Task to complete:
Can you return all of the rows below word for word, with the pictures left out?

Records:

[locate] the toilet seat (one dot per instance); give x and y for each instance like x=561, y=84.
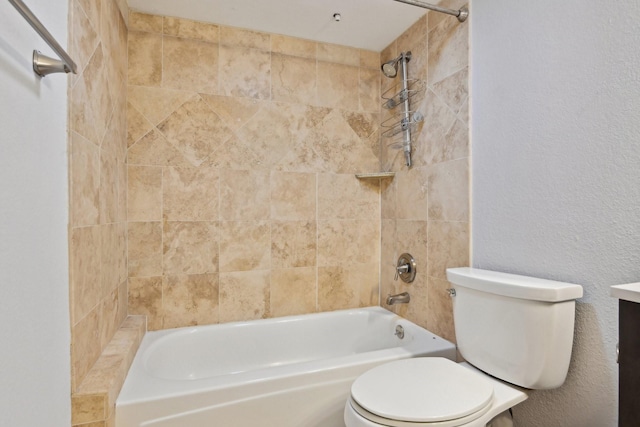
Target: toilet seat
x=428, y=391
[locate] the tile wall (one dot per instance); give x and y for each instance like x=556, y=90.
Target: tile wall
x=97, y=179
x=242, y=149
x=425, y=209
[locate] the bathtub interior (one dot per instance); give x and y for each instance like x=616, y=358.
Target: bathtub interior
x=301, y=378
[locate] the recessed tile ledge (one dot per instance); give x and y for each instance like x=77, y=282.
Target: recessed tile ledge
x=628, y=292
x=94, y=402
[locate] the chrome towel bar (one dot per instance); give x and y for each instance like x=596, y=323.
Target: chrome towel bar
x=43, y=65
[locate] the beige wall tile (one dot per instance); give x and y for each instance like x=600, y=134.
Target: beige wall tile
x=293, y=79
x=153, y=149
x=245, y=72
x=370, y=59
x=338, y=54
x=144, y=22
x=145, y=249
x=145, y=59
x=190, y=300
x=448, y=186
x=369, y=90
x=145, y=298
x=244, y=195
x=189, y=65
x=244, y=295
x=190, y=194
x=85, y=181
x=190, y=247
x=237, y=37
x=411, y=194
x=195, y=130
x=356, y=199
x=293, y=46
x=448, y=247
x=156, y=104
x=144, y=197
x=338, y=86
x=85, y=271
x=293, y=196
x=345, y=242
x=293, y=291
x=191, y=29
x=293, y=244
x=87, y=408
x=85, y=346
x=245, y=245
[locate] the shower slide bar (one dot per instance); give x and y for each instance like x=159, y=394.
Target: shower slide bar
x=42, y=64
x=461, y=14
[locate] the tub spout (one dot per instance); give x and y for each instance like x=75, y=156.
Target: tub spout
x=402, y=298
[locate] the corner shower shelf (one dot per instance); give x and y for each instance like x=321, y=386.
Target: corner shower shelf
x=375, y=175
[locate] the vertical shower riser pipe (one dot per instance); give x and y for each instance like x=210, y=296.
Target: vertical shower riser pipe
x=406, y=120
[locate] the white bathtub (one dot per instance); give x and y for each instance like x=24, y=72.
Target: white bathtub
x=286, y=372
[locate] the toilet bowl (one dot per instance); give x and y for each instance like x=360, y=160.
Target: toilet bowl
x=429, y=391
x=514, y=332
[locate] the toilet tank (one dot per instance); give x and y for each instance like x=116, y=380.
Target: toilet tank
x=516, y=328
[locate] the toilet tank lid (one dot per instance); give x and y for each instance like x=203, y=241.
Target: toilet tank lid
x=512, y=285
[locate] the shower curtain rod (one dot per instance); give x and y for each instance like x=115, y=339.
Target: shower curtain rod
x=461, y=14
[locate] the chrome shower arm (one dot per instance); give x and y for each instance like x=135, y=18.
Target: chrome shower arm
x=461, y=14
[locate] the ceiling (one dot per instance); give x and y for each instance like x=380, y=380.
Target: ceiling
x=365, y=24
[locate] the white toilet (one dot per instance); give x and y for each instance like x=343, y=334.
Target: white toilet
x=514, y=331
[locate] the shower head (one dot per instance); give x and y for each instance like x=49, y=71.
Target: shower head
x=390, y=68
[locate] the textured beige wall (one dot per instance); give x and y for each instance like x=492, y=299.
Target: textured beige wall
x=425, y=209
x=242, y=200
x=97, y=179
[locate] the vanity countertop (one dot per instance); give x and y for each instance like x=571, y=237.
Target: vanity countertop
x=628, y=292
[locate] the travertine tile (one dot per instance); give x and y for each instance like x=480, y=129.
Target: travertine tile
x=237, y=37
x=144, y=200
x=245, y=72
x=190, y=247
x=190, y=300
x=145, y=298
x=356, y=199
x=195, y=130
x=153, y=149
x=85, y=271
x=244, y=295
x=156, y=104
x=338, y=54
x=191, y=29
x=448, y=247
x=245, y=245
x=338, y=86
x=293, y=244
x=85, y=181
x=370, y=59
x=293, y=79
x=411, y=193
x=448, y=49
x=239, y=187
x=449, y=191
x=85, y=346
x=144, y=249
x=293, y=196
x=293, y=291
x=190, y=194
x=293, y=46
x=345, y=242
x=145, y=59
x=347, y=287
x=440, y=309
x=144, y=22
x=189, y=65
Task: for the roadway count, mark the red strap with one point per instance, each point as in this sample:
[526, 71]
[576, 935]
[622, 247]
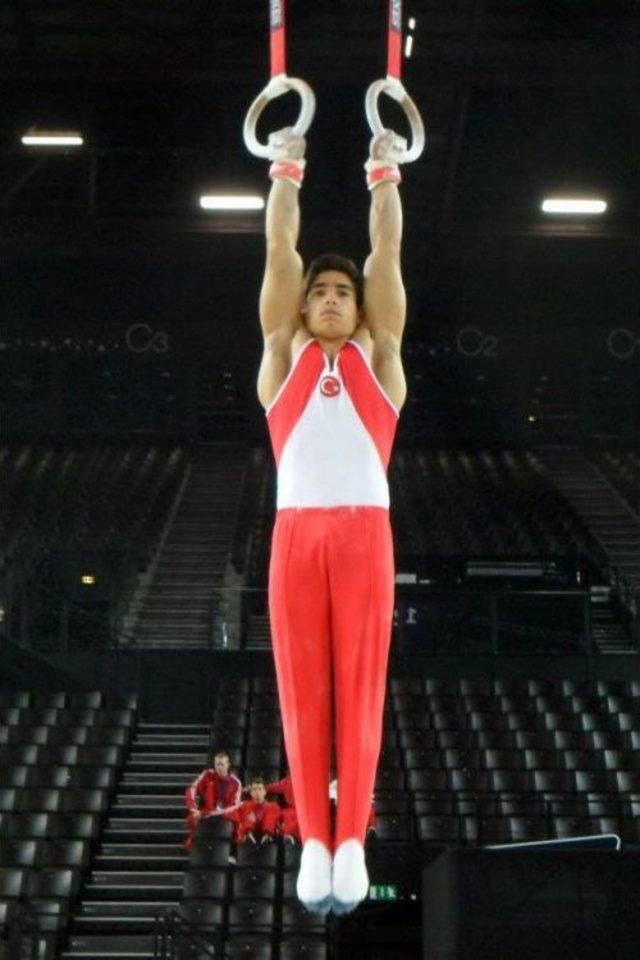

Answer for this exercise:
[locate] the toilet seat (one dot per instance); give x and y for each instance like x=561, y=84.
Target: toilet seat
x=428, y=391
[locate] the tile wall (one dot per instance); give x and y for each instance like x=556, y=90.
Target: tile wall
x=97, y=179
x=242, y=149
x=425, y=209
[locate] the bathtub interior (one dot per instance); give x and y for each instance like x=616, y=358.
Target: bathtub interior
x=301, y=378
[locate] the recessed tile ledge (one dot per instance); give x and y for each instance like x=77, y=282.
Target: recessed tile ledge
x=628, y=292
x=94, y=402
[locate] the chrome towel bar (one dot per instance); give x and y for each instance like x=596, y=323.
Target: chrome towel bar
x=43, y=65
[locate] the beige wall tile (one dot per instance); give x and y for each instance like x=600, y=134.
Target: beige wall tile
x=293, y=79
x=153, y=149
x=245, y=72
x=370, y=59
x=338, y=54
x=144, y=22
x=145, y=249
x=145, y=59
x=190, y=300
x=448, y=186
x=369, y=90
x=145, y=298
x=244, y=195
x=189, y=65
x=244, y=295
x=190, y=194
x=85, y=181
x=190, y=247
x=237, y=37
x=411, y=194
x=195, y=130
x=356, y=199
x=293, y=46
x=448, y=247
x=156, y=104
x=144, y=197
x=338, y=86
x=85, y=271
x=293, y=196
x=345, y=242
x=293, y=291
x=191, y=29
x=293, y=244
x=87, y=408
x=85, y=346
x=245, y=245
[locate] the shower slide bar (one dot per instance); give x and y for each instance like x=159, y=394.
Target: shower slide bar
x=42, y=64
x=461, y=14
[locate] the tub spout (one dot per instance); give x and y for each instance like x=75, y=156.
Target: tub spout
x=402, y=298
[locate] the corner shower shelf (one dot per instance); give x and y for each instance like x=321, y=386.
Target: corner shower shelf
x=375, y=175
[locate] the vertical shower riser pipe (one dot per instance); give x and y for each instance like x=210, y=296.
Target: vertical shower riser pipe
x=406, y=120
[locate] the white bathtub (one dot per instance); give x and y for each instance like x=24, y=72.
Target: white bathtub
x=286, y=372
[locate] the toilet bowl (one dot per instance); give x and y for each instance like x=360, y=160.
Target: toilet bowl
x=429, y=391
x=514, y=332
[locate] the toilet tank (one dot per instance); give x and y for each instance like x=116, y=380.
Target: toilet tank
x=516, y=328
[locate] the toilet tank lid (one dot per instance); give x and y for each instance like x=203, y=241.
Target: toilet tank lid
x=512, y=285
[locate] the shower curtain rod (one dot per instance); give x and y for each instance like x=115, y=339.
Target: shower curtain rod
x=461, y=14
[locate] the chrome shower arm (one dot per instance); give x and y for each instance like x=135, y=18.
Target: chrome shower arm
x=461, y=14
[locate] the ceiling (one dot per instance); give x and y for each instance like x=380, y=380.
Target: ceiling
x=365, y=24
[locate] the white toilet (one dot per instance); give x and y for each instance like x=343, y=334.
Target: white toilet
x=514, y=331
[locate] the shower head (one dot per instance); give x and y for each instance like x=49, y=71.
Target: shower head
x=390, y=68
[locate] the textured beige wall (one dot per instance); give x and y for each instance like x=492, y=299.
Target: textured beige wall
x=425, y=209
x=242, y=200
x=97, y=179
[locate] the vanity countertop (one dot per instance); give x and y for each instance like x=571, y=237.
Target: vanity countertop
x=628, y=292
[locate] the travertine tile (one dot per instance); give x and y for each instance like x=480, y=129.
Target: travertine tile
x=237, y=37
x=144, y=200
x=245, y=72
x=190, y=247
x=190, y=300
x=145, y=298
x=356, y=199
x=195, y=130
x=153, y=149
x=85, y=271
x=244, y=295
x=156, y=104
x=338, y=54
x=191, y=29
x=448, y=247
x=245, y=245
x=338, y=86
x=293, y=244
x=85, y=181
x=370, y=59
x=293, y=79
x=411, y=193
x=448, y=49
x=239, y=187
x=449, y=191
x=85, y=346
x=144, y=249
x=293, y=196
x=293, y=291
x=190, y=194
x=293, y=46
x=345, y=242
x=145, y=59
x=347, y=287
x=440, y=309
x=144, y=22
x=189, y=65
Task: for the roadway count, mark the red strap with one point per instance, each point as in this sample:
[526, 71]
[576, 935]
[622, 247]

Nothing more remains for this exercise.